▸ What is expected
Filter the material below down to the lines that contain the string "dark", and copy each of those lines. Matching is case-sensitive.
___ Entries supplied
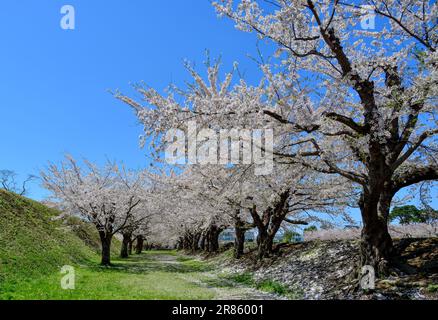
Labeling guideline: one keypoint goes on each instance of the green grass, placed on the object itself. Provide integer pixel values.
(32, 243)
(267, 285)
(433, 287)
(135, 278)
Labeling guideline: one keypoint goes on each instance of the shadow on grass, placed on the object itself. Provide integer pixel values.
(153, 261)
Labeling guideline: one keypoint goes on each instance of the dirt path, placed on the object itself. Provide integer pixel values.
(207, 277)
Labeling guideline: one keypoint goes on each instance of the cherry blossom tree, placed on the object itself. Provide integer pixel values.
(110, 197)
(363, 102)
(343, 100)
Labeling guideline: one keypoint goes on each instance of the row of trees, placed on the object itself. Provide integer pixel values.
(114, 199)
(353, 111)
(354, 119)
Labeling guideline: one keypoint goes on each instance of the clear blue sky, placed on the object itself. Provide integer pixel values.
(54, 82)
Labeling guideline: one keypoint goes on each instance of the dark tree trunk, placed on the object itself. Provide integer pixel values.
(130, 246)
(105, 240)
(376, 243)
(213, 238)
(195, 242)
(202, 242)
(139, 245)
(179, 244)
(239, 241)
(264, 244)
(124, 250)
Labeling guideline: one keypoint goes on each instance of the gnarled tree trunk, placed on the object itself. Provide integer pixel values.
(124, 250)
(105, 240)
(239, 240)
(213, 238)
(139, 244)
(376, 243)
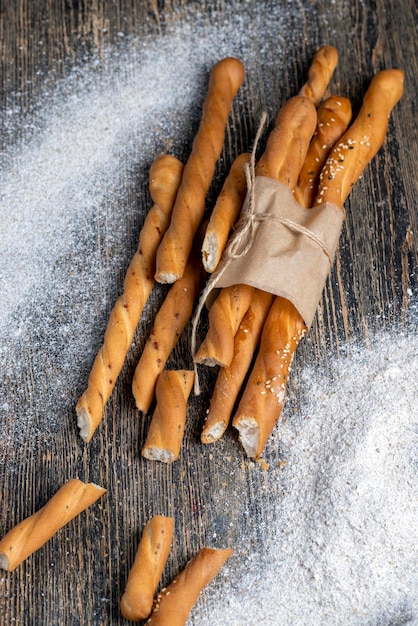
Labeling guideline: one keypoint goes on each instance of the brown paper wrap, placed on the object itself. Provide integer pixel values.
(281, 247)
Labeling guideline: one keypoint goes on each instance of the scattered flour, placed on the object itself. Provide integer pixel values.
(342, 548)
(343, 544)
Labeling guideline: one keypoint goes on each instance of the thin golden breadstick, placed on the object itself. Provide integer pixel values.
(230, 379)
(146, 571)
(169, 323)
(225, 212)
(165, 434)
(362, 140)
(288, 142)
(265, 391)
(33, 532)
(262, 402)
(320, 72)
(334, 115)
(225, 316)
(173, 605)
(283, 158)
(165, 178)
(173, 253)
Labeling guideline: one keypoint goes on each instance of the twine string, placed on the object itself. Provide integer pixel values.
(243, 239)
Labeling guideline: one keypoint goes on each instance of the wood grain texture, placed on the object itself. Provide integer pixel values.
(78, 577)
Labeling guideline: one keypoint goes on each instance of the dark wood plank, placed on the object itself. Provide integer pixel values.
(215, 493)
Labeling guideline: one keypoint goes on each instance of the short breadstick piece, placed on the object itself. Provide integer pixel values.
(225, 316)
(362, 140)
(334, 116)
(165, 177)
(225, 79)
(225, 212)
(173, 605)
(146, 571)
(33, 532)
(165, 434)
(264, 394)
(169, 323)
(320, 72)
(230, 379)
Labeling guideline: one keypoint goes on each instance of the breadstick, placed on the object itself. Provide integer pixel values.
(362, 140)
(165, 177)
(288, 142)
(333, 118)
(166, 430)
(264, 393)
(225, 79)
(320, 72)
(283, 158)
(169, 323)
(230, 379)
(262, 402)
(145, 574)
(33, 532)
(173, 605)
(225, 316)
(224, 214)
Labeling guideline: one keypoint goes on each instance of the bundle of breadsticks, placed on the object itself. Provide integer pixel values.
(274, 271)
(268, 248)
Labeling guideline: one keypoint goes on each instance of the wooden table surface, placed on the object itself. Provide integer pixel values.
(371, 285)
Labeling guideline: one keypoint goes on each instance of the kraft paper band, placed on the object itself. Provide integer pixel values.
(281, 247)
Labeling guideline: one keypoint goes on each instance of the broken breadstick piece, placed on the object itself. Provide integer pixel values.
(362, 140)
(165, 434)
(334, 115)
(173, 253)
(230, 379)
(264, 394)
(146, 571)
(173, 604)
(320, 72)
(33, 532)
(169, 323)
(225, 212)
(165, 177)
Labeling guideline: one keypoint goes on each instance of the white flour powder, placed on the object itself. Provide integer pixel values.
(343, 540)
(343, 544)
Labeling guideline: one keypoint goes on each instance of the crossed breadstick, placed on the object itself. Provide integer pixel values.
(225, 79)
(165, 177)
(263, 396)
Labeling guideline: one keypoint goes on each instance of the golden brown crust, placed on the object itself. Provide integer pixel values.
(165, 434)
(173, 605)
(362, 140)
(225, 79)
(320, 72)
(264, 394)
(165, 177)
(146, 571)
(169, 323)
(282, 160)
(288, 142)
(334, 115)
(230, 379)
(225, 316)
(33, 532)
(225, 212)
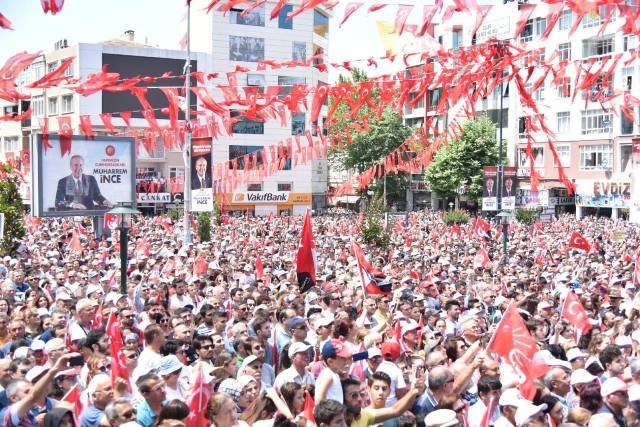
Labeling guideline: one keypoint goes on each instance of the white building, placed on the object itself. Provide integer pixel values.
(594, 146)
(234, 40)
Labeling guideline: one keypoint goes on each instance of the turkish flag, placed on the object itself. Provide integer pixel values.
(306, 261)
(578, 242)
(259, 268)
(198, 401)
(65, 133)
(73, 397)
(118, 359)
(481, 228)
(455, 229)
(111, 221)
(514, 343)
(481, 259)
(574, 312)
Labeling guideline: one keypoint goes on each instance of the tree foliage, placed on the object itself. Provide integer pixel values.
(369, 146)
(372, 230)
(463, 160)
(12, 208)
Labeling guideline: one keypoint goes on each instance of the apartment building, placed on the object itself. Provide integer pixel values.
(129, 58)
(593, 145)
(236, 40)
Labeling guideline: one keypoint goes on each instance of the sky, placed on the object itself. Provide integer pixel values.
(161, 23)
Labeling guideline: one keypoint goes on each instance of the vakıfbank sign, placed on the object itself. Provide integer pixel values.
(257, 197)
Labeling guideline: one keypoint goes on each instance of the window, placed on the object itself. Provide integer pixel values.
(286, 84)
(527, 32)
(564, 120)
(564, 88)
(257, 80)
(320, 23)
(596, 121)
(53, 106)
(626, 125)
(566, 20)
(245, 125)
(538, 158)
(254, 17)
(283, 22)
(595, 157)
(37, 106)
(67, 104)
(564, 51)
(318, 55)
(596, 19)
(239, 151)
(297, 123)
(247, 49)
(627, 77)
(597, 46)
(456, 40)
(540, 25)
(11, 143)
(37, 71)
(69, 71)
(564, 154)
(299, 52)
(629, 41)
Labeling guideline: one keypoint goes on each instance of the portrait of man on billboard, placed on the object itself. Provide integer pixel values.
(202, 177)
(79, 191)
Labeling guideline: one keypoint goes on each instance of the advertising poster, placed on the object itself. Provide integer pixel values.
(201, 180)
(82, 177)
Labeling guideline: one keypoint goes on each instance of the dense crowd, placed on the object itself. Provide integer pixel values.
(218, 334)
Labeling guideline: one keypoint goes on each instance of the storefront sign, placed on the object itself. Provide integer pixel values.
(258, 197)
(603, 193)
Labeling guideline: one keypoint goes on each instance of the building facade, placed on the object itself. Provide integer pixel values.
(593, 145)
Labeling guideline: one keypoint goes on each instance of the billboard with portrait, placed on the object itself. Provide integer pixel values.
(82, 177)
(201, 178)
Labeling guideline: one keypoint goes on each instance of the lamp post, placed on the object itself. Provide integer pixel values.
(505, 219)
(125, 214)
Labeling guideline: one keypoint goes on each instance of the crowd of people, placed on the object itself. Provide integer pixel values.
(224, 320)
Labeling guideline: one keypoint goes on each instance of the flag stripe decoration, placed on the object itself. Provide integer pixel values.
(306, 260)
(373, 282)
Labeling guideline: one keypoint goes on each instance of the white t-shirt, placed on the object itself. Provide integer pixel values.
(335, 389)
(397, 380)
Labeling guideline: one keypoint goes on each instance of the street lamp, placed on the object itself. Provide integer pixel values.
(505, 219)
(124, 214)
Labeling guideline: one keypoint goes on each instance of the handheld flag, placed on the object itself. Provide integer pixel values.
(306, 261)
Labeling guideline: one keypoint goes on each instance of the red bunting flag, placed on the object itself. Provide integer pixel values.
(577, 241)
(5, 23)
(574, 312)
(514, 343)
(86, 127)
(349, 9)
(201, 393)
(259, 268)
(65, 133)
(306, 261)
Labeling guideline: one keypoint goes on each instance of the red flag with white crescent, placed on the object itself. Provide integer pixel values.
(574, 312)
(577, 241)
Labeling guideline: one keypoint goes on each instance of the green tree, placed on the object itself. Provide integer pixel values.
(463, 160)
(369, 147)
(11, 207)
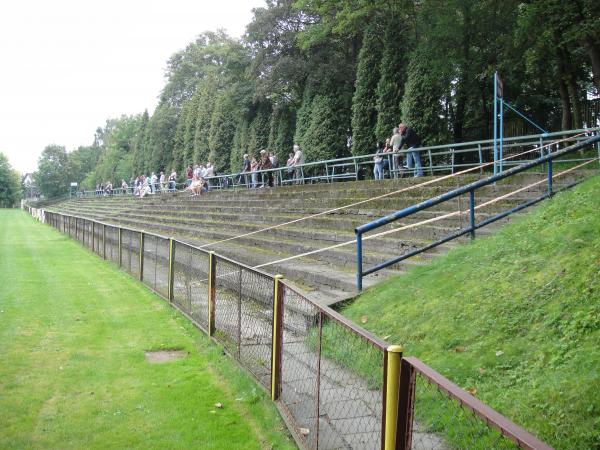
______
▸ Solved problem
Labeling guideline: one keypoint goes on each instance of the dark tree trunk, placed on the object itself. Provide integer pixel values.
Labeling guideline: one keypoint goes on each instance of the dark wood plank, placed on the object itself. Provide integer pixel values.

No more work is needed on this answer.